**What is required**
Copy out the following lines without changing anything.

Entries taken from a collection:
========

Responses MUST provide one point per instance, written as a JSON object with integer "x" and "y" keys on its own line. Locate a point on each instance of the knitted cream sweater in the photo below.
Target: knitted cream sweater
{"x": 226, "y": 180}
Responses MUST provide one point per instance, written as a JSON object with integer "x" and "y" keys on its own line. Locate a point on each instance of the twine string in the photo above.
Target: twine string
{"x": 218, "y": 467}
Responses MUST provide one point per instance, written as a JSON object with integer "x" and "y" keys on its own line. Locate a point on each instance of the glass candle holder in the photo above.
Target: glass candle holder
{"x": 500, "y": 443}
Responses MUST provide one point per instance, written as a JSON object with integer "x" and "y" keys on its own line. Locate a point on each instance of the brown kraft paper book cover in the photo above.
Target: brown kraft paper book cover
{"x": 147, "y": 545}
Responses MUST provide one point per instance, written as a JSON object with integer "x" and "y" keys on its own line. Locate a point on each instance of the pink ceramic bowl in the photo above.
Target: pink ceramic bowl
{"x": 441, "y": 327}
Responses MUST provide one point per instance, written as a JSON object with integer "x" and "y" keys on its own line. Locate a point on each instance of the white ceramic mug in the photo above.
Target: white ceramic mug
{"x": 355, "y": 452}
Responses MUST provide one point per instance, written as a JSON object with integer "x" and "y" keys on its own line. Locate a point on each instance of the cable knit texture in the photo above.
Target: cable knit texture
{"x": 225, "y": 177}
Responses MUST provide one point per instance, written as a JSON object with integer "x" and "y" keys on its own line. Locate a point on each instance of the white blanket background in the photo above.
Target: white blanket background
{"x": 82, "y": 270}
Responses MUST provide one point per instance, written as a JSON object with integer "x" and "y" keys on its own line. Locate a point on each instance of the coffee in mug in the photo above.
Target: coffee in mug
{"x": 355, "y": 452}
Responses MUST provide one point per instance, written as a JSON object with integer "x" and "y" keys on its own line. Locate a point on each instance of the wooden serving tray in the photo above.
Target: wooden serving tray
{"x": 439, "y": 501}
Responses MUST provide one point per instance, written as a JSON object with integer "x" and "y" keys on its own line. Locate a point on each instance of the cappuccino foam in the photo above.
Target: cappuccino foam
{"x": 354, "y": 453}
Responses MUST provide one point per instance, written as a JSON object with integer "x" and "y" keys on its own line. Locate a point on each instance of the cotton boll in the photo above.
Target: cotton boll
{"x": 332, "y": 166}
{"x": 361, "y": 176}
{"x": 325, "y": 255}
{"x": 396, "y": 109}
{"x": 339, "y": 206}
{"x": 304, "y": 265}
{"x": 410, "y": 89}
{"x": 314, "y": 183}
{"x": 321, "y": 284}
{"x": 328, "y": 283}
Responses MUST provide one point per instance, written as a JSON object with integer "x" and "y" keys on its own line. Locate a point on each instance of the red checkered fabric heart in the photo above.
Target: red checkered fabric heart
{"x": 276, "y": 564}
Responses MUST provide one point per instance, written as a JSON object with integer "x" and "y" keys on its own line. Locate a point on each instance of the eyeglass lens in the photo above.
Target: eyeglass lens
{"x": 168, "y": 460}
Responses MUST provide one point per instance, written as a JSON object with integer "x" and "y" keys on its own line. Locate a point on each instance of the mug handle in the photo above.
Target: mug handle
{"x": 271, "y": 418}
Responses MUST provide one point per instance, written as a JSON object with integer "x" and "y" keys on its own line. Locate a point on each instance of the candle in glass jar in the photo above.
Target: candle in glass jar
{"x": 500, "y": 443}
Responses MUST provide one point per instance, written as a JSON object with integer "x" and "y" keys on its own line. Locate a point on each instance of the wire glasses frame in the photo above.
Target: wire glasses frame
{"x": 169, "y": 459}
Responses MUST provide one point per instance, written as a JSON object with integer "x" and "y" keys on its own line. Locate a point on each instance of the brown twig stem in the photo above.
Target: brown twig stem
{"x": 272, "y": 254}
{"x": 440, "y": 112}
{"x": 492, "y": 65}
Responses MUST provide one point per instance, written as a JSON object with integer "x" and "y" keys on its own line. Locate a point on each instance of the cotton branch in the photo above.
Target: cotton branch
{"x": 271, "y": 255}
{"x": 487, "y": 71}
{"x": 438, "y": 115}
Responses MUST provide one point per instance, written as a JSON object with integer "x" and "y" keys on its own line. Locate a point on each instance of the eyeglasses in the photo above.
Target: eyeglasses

========

**Solution for this task**
Responses MUST provide one point per instance, written as a JSON object with integer "x" and "y" keys on its own line. Locate a point on each instance of the knitted cream sweater in the photo below.
Target: knitted cream sweater
{"x": 226, "y": 180}
Responses MUST provide one point per instance, written as a JSON object with integer "x" and "y" keys on its own line. Locate a point on each instance of the twine string in the photo above.
Target: twine string
{"x": 218, "y": 467}
Responses MUST provide one point per instance, written as a JSON object with integer "x" and "y" keys on its own line. Locate a point on each instance of the glass candle holder in the photo above.
Target: glass candle holder
{"x": 500, "y": 443}
Responses MUST provide one point per instance, written as a JSON object with integer "x" and "y" keys on its own line. Locate a point on each instance of the brown kraft paper book cover in the photo above.
Target: brown kraft paper book cover
{"x": 147, "y": 545}
Responses MUST provide one point per instance, written as a JSON object with integer "x" and "y" keys on its own line. Locate a point on each instance of the pink ceramic bowl in the photo above.
Target: pink ceramic bowl
{"x": 441, "y": 327}
Responses MUST provide one point per instance, written as a JSON object with integer "x" and "y" keys on its own line. Locate a point on each instance of the white ceramic mug in the photo above.
Target: white ceramic mug
{"x": 355, "y": 452}
Responses MUST provide one point per instance, written as a JSON object with integer "x" and "y" keys on its own line. Locate a point on each instance of the cable knit texture in the photo above.
Target: cable knit texture
{"x": 225, "y": 177}
Responses MUST provide one point per instance, written as a JSON object with integer "x" and "y" keys on its own line. Locate a point on each instance of the white blanket background in the photo above.
Target: white blanket background
{"x": 82, "y": 270}
Responses MUST provide one point per instance, written as a JSON object with integer "x" and "y" keys on its own line. Locate a point on each instance of the coffee in mug in the photo above.
Target: coffee in mug
{"x": 355, "y": 452}
Responses MUST provide one point per instance, written as a JSON object with integer "x" and "y" keys on its own line. Locate a point on each instance of the wooden serving tray in the photo above.
Target: wooden serving tray
{"x": 439, "y": 501}
Responses MUST provide one point per instance, written as a JSON object with integer "x" and "y" keys on its own line. Locate a point on each instance of the cappuccino foam in the photo above.
Target: cappuccino foam
{"x": 354, "y": 453}
Responses MUST provide one point per instance, written as a JSON object with integer "x" and "y" keys on its own line. Locate a point on each instance of the cotton boll in the photo above.
Target: cotton boll
{"x": 332, "y": 166}
{"x": 361, "y": 176}
{"x": 325, "y": 255}
{"x": 396, "y": 109}
{"x": 339, "y": 206}
{"x": 304, "y": 265}
{"x": 410, "y": 89}
{"x": 314, "y": 183}
{"x": 321, "y": 284}
{"x": 328, "y": 283}
Responses MUST provide one point per instance, written as a JSON object with integer "x" and "y" keys on its own line. Locate a point on each instance of the red checkered fabric heart in the photo above.
Target: red checkered fabric heart
{"x": 276, "y": 564}
Responses MUST provide one point per instance, written as a JSON object with integer "x" and "y" keys on its own line. Locate a point on each instance of the eyeglass lens in the photo above.
Target: eyeglass lens
{"x": 168, "y": 460}
Responses MUST provide one point per instance, written as a JSON object with integer "x" and "y" keys on its own line. Locate a point on each instance of the mug handle in the photo above.
Target: mug handle
{"x": 271, "y": 418}
Responses MUST provide one point per instance, written as a JSON object with integer "x" and "y" keys on its own line. Locate a point on each instance of the candle in glass jar in the photo above.
Target: candle in glass jar
{"x": 500, "y": 443}
Responses MUST provide one point per instance, written as a JSON object with integer "x" and "y" keys on its own line. Locate a point on each instance of the wire glasses frame in the photo above.
Target: wire glasses frame
{"x": 169, "y": 459}
Responses MUST provide one point per instance, written as a JSON object with integer "x" and "y" keys on its own line. Locate a point on each instance of the brown twig stem in the photo above.
Target: brown twig stem
{"x": 272, "y": 254}
{"x": 440, "y": 112}
{"x": 492, "y": 65}
Responses MUST provide one point per instance, written as a JSON object with integer "x" and "y" keys on its own line. Locate a point on each instance of the cotton branch in the photo above.
Target: cotton branch
{"x": 271, "y": 255}
{"x": 487, "y": 71}
{"x": 438, "y": 115}
Responses MUST provide one point per instance, written as a JSON object with integer "x" and "y" keys on its own line. Locate a point on each instance of the eyeglasses in the photo above.
Target: eyeglasses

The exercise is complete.